### Extract
TV’s Portrayal of Alcoholics: From Comedy to Empathy

Television drunks were once mined for laughs; now characters like Don Draper make us feel compassion for their struggles with drinking.


Television saw the comedy in drunkenness long before it saw the tragedy. From Shakespeare’s Falstaff to Mark Twain’s Pap Finn, the “town drunk” has been a source of amuse, ridicule, and scorn for centuries—and the small screen was once no different. Television’s greatest early example is The Andy Griffith Show‘s Otis Campbell—a man described by Barney Fife as “smashed, buzzed, tiddly, gassed, off the wagon and back on the sauce, or just plain drunk.” Otis’ drunkenness was the one-note source of a thousand jokes over the series’ 249-episode, seven-year run, until its finale in 1967.


But as The Andy Griffith Show was ending, public perception of alcoholism was beginning to change. In 1973, Alcoholics Anonymous referred to alcoholism as a “disease” in its official literature for the first time. The American Psychiatric Association followed suit in 1980, dividing what was formerly called “alcoholism” into two categories: alcohol abuse (“repeated use despite recurrent adverse consequences”) and alcohol dependence (alcohol abuse “combined with tolerance, withdrawal, and an uncontrollable drive to drink”). As the American public got used to the idea that alcoholism was an actual disease, alcoholics gained widespread sympathy and support. Cultural attitudes about alcohol abuse had changed enough that by the release of 1986’s TV movie sequel toThe Andy Griffith ShowReturn to Mayberry, Otis had sobered up and taken a steady job as town’s ice cream man.

### Required work
According to the article, in what year did Alcoholics Anonymous first call alcoholism a "disease" in its official literature? The rows have no connection to the article.

### Record set
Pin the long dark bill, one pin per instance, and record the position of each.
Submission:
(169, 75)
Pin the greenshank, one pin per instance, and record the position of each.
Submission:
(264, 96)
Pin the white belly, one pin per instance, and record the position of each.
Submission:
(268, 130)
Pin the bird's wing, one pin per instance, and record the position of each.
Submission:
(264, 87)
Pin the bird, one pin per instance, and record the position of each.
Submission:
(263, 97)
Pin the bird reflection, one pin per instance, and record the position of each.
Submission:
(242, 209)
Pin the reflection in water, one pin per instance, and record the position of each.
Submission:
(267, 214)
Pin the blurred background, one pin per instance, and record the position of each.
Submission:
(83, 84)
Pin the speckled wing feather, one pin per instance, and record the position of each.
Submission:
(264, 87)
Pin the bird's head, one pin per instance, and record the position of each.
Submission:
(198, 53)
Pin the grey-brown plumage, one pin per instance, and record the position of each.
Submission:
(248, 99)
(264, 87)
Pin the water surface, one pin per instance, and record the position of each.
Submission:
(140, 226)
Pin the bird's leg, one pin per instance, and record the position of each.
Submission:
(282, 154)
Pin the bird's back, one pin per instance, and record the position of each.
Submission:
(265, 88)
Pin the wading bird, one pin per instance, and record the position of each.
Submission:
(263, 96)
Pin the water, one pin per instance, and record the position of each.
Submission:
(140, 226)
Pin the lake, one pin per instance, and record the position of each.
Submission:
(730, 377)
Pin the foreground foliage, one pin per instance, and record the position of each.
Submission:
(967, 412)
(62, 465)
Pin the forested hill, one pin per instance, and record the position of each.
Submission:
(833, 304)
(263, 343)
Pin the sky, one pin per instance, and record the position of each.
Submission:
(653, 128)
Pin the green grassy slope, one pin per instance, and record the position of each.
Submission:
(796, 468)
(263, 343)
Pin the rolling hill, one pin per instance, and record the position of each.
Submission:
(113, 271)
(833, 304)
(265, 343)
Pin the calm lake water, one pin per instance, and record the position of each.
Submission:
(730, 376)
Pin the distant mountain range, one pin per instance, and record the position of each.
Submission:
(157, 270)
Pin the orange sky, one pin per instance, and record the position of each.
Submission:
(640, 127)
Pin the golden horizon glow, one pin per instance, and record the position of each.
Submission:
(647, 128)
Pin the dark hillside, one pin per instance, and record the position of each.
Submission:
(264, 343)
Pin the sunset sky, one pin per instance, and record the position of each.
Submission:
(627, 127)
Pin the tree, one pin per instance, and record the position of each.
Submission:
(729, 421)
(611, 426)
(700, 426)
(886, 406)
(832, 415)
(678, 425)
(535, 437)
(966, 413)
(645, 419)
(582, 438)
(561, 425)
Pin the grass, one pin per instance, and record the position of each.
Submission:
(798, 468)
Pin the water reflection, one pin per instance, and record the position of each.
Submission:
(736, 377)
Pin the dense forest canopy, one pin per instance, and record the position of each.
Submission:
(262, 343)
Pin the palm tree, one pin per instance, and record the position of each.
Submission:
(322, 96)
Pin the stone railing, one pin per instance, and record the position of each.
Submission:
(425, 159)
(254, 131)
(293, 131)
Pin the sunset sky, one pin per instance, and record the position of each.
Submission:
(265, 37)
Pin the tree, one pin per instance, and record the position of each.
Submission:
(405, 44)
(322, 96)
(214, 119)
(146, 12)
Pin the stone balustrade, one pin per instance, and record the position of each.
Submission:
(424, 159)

### Response for this exercise
1973